__Records provided__.
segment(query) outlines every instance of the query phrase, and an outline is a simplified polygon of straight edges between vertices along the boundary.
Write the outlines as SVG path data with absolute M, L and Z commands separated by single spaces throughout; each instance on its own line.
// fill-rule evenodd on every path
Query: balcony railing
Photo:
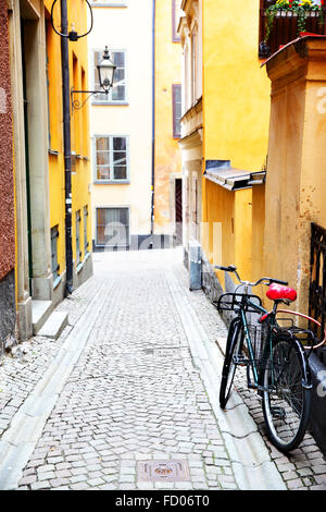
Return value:
M 293 11 L 278 10 L 268 39 L 266 38 L 266 8 L 275 3 L 274 1 L 262 1 L 260 10 L 260 58 L 264 59 L 275 53 L 284 45 L 287 45 L 299 36 L 298 14 Z M 305 10 L 305 32 L 312 34 L 324 35 L 326 21 L 326 9 L 323 8 L 323 16 L 319 16 L 318 11 Z M 264 44 L 265 41 L 265 44 Z

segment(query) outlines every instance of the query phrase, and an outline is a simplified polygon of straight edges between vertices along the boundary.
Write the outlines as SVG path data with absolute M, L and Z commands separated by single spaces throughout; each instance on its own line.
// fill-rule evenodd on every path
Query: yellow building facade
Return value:
M 84 0 L 71 0 L 68 20 L 87 27 Z M 66 294 L 65 180 L 61 37 L 52 0 L 9 0 L 15 162 L 17 338 L 40 331 Z M 53 10 L 60 32 L 60 2 Z M 70 26 L 71 28 L 71 26 Z M 71 87 L 88 88 L 87 39 L 68 44 Z M 87 110 L 71 111 L 74 287 L 91 275 Z
M 236 265 L 249 280 L 258 271 L 253 259 L 263 234 L 253 235 L 252 222 L 253 215 L 264 211 L 256 191 L 264 186 L 269 84 L 259 58 L 258 0 L 248 1 L 241 13 L 237 2 L 214 0 L 184 0 L 181 9 L 180 146 L 184 171 L 192 174 L 186 191 L 185 253 L 191 240 L 200 243 L 203 285 L 213 293 L 214 265 Z M 223 272 L 217 278 L 223 288 L 233 287 Z

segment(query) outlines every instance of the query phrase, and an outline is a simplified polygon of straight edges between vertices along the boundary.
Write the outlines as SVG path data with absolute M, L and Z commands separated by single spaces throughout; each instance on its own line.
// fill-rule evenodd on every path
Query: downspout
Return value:
M 61 0 L 61 32 L 68 33 L 66 0 Z M 71 92 L 68 39 L 61 38 L 62 65 L 62 108 L 64 144 L 64 190 L 65 190 L 65 294 L 73 291 L 73 248 L 72 248 L 72 141 L 71 141 Z
M 152 5 L 152 181 L 151 181 L 151 237 L 154 234 L 155 203 L 155 11 L 156 0 Z M 153 246 L 153 239 L 152 239 Z

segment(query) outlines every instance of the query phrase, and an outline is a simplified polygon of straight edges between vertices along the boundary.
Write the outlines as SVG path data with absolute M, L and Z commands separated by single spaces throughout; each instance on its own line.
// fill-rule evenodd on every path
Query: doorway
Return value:
M 175 242 L 183 245 L 183 180 L 175 180 Z

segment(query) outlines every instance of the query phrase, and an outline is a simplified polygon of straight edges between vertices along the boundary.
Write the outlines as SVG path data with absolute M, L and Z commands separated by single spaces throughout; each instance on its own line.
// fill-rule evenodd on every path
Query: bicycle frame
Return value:
M 246 294 L 243 294 L 241 303 L 239 304 L 239 318 L 241 319 L 241 324 L 242 324 L 243 331 L 244 331 L 244 340 L 246 340 L 246 344 L 247 344 L 248 352 L 249 352 L 249 361 L 250 361 L 250 365 L 251 365 L 251 368 L 252 368 L 253 380 L 254 380 L 254 382 L 252 383 L 251 380 L 250 380 L 249 367 L 248 367 L 248 370 L 247 370 L 248 388 L 258 389 L 258 390 L 263 391 L 264 387 L 261 386 L 261 383 L 260 383 L 260 373 L 259 373 L 258 367 L 256 367 L 256 362 L 255 362 L 254 353 L 253 353 L 253 344 L 252 344 L 251 336 L 250 336 L 249 328 L 248 328 L 248 320 L 247 320 L 247 316 L 246 316 L 246 306 L 250 306 L 256 313 L 260 313 L 262 315 L 268 314 L 269 332 L 268 332 L 267 343 L 269 344 L 271 353 L 272 353 L 272 330 L 273 330 L 273 327 L 275 327 L 277 325 L 276 324 L 277 303 L 274 304 L 273 310 L 271 313 L 268 313 L 267 309 L 265 309 L 263 306 L 260 306 L 260 305 L 253 303 L 250 298 L 248 298 L 246 296 Z

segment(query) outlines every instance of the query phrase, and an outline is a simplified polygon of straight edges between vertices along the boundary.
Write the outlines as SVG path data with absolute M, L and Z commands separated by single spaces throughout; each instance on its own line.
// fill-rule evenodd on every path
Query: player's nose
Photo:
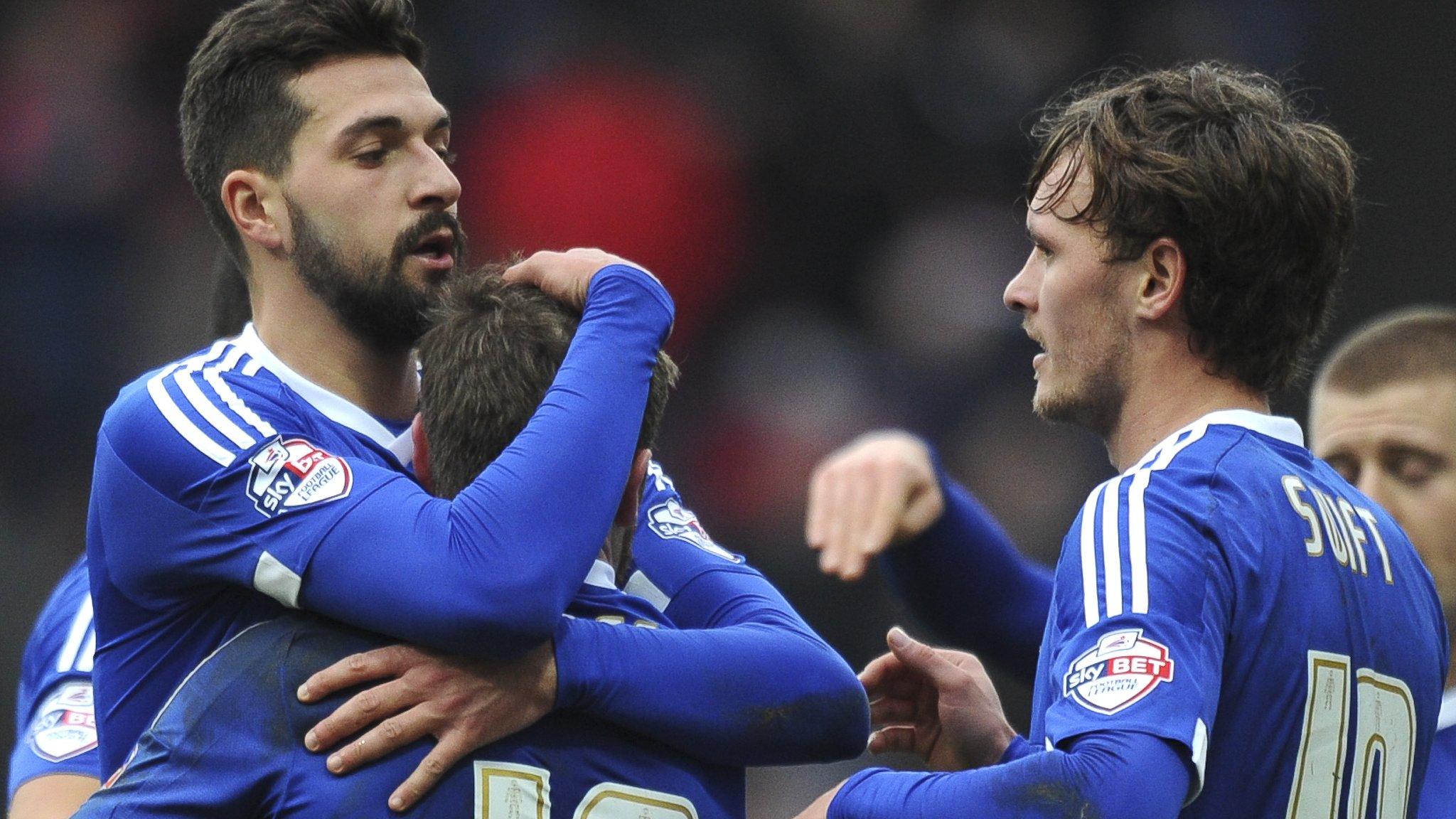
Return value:
M 446 160 L 430 152 L 415 182 L 411 205 L 421 210 L 450 210 L 460 201 L 460 179 Z
M 1034 256 L 1035 251 L 1026 256 L 1026 264 L 1021 265 L 1021 271 L 1006 283 L 1006 291 L 1002 293 L 1002 303 L 1009 310 L 1025 313 L 1037 307 L 1037 271 L 1032 270 Z

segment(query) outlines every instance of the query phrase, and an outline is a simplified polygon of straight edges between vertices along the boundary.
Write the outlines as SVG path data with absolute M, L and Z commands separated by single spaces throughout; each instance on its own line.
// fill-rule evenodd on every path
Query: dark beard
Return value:
M 456 267 L 464 261 L 464 232 L 454 214 L 428 213 L 395 240 L 389 258 L 365 254 L 357 264 L 345 261 L 293 201 L 293 262 L 303 284 L 319 297 L 351 335 L 379 351 L 409 350 L 430 329 L 440 284 L 412 287 L 405 280 L 405 259 L 419 242 L 448 227 L 456 238 Z

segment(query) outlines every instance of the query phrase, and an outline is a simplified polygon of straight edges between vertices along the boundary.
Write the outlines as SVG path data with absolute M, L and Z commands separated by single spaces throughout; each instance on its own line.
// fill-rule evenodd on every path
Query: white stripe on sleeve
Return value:
M 1082 605 L 1086 609 L 1088 628 L 1096 625 L 1096 545 L 1092 536 L 1092 519 L 1096 516 L 1098 491 L 1092 490 L 1082 506 Z
M 172 428 L 186 439 L 188 443 L 195 446 L 202 455 L 215 461 L 220 466 L 227 466 L 233 462 L 233 453 L 218 446 L 218 443 L 199 430 L 191 418 L 183 415 L 182 410 L 179 410 L 176 402 L 172 401 L 172 395 L 167 393 L 167 388 L 162 383 L 162 379 L 172 375 L 178 366 L 179 364 L 172 364 L 170 367 L 151 376 L 151 379 L 147 380 L 147 395 L 151 396 L 151 402 L 162 411 L 162 417 L 166 418 L 167 423 L 172 424 Z
M 217 358 L 226 345 L 226 341 L 218 341 L 213 345 L 213 350 L 208 351 L 207 356 L 189 358 L 186 366 L 179 367 L 172 377 L 178 382 L 178 386 L 182 388 L 182 395 L 185 395 L 192 404 L 192 408 L 197 410 L 198 415 L 202 415 L 208 424 L 213 424 L 213 428 L 223 433 L 227 440 L 233 442 L 233 446 L 248 449 L 258 442 L 245 433 L 242 427 L 234 424 L 232 418 L 224 415 L 223 411 L 218 410 L 207 395 L 202 395 L 202 391 L 197 386 L 198 370 L 201 370 L 204 364 Z
M 207 383 L 213 385 L 213 389 L 217 392 L 218 398 L 223 399 L 223 404 L 227 404 L 227 407 L 236 412 L 243 423 L 258 430 L 258 433 L 264 437 L 272 437 L 278 434 L 278 431 L 272 428 L 272 424 L 264 421 L 256 412 L 249 410 L 248 405 L 243 404 L 243 399 L 237 398 L 237 393 L 233 392 L 233 388 L 227 386 L 227 382 L 223 380 L 223 376 L 220 375 L 236 367 L 242 357 L 243 348 L 234 344 L 221 361 L 202 370 L 202 377 L 207 379 Z
M 1112 478 L 1102 490 L 1102 584 L 1107 596 L 1107 616 L 1123 614 L 1123 538 L 1117 530 L 1121 501 L 1121 478 Z

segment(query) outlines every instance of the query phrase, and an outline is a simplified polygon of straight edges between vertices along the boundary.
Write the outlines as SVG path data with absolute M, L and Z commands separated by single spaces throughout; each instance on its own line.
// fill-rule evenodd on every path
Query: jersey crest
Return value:
M 1174 679 L 1168 647 L 1143 637 L 1142 628 L 1102 635 L 1072 662 L 1061 678 L 1061 695 L 1098 714 L 1115 714 Z
M 67 682 L 36 710 L 31 748 L 42 759 L 63 762 L 96 748 L 96 705 L 89 682 Z
M 740 563 L 737 555 L 719 546 L 712 538 L 708 536 L 708 529 L 703 529 L 703 525 L 697 522 L 697 516 L 693 514 L 693 510 L 678 503 L 677 498 L 668 498 L 649 509 L 646 513 L 646 525 L 658 538 L 662 538 L 664 541 L 684 541 L 708 554 L 718 555 L 732 563 Z
M 348 497 L 349 465 L 303 439 L 265 444 L 248 459 L 248 497 L 264 516 Z

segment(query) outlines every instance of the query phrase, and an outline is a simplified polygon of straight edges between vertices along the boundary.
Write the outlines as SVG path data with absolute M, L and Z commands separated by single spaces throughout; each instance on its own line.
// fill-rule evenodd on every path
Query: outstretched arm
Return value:
M 863 752 L 869 707 L 855 672 L 763 576 L 741 567 L 703 573 L 670 611 L 706 616 L 678 631 L 563 621 L 558 707 L 719 765 Z
M 990 819 L 1127 816 L 1171 819 L 1192 781 L 1174 742 L 1096 730 L 1042 751 L 1015 736 L 980 662 L 903 631 L 860 673 L 874 700 L 872 752 L 919 755 L 933 771 L 860 771 L 801 819 L 957 816 Z
M 900 599 L 943 638 L 1024 678 L 1035 672 L 1051 570 L 1016 549 L 925 440 L 882 430 L 826 458 L 805 536 L 820 568 L 846 580 L 879 555 Z

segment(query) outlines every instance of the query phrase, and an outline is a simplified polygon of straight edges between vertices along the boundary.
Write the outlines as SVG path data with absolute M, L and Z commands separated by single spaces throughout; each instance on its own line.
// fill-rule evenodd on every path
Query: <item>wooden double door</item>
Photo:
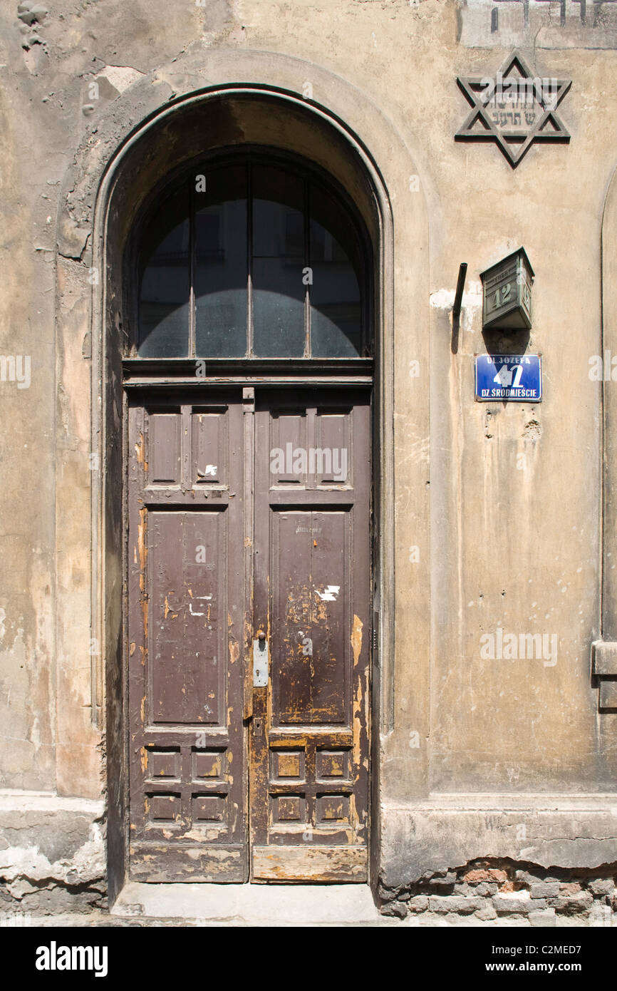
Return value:
M 366 880 L 369 409 L 131 394 L 133 879 Z

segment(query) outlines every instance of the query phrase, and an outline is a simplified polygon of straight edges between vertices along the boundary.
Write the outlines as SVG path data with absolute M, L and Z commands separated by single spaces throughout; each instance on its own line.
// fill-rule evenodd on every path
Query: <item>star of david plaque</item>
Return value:
M 539 78 L 519 52 L 495 76 L 459 76 L 457 82 L 472 107 L 457 141 L 494 141 L 512 168 L 535 141 L 569 141 L 557 108 L 572 80 Z

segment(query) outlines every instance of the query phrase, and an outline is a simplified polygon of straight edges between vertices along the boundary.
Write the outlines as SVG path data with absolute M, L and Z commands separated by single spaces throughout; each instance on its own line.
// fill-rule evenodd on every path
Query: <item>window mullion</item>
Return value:
M 253 165 L 247 163 L 247 356 L 253 358 Z

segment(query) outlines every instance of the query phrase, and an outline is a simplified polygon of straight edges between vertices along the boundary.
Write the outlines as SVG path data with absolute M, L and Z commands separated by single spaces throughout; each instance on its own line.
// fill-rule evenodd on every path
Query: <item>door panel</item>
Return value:
M 134 879 L 247 879 L 236 398 L 130 407 Z
M 322 395 L 257 406 L 255 628 L 270 678 L 254 690 L 256 881 L 366 879 L 369 406 Z

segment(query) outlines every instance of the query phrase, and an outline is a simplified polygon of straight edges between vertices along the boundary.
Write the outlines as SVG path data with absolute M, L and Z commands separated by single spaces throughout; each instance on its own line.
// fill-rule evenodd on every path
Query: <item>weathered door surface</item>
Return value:
M 131 876 L 364 881 L 368 395 L 130 402 Z
M 243 424 L 237 394 L 133 402 L 131 876 L 245 881 Z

__Exercise prompt__.
List each line in the entries above that contains the string "item".

__Exercise solution__.
Query: <item>wooden double door</item>
Query: <item>star of david plaque</item>
Query: <item>window mullion</item>
Query: <item>door panel</item>
Query: <item>weathered door surface</item>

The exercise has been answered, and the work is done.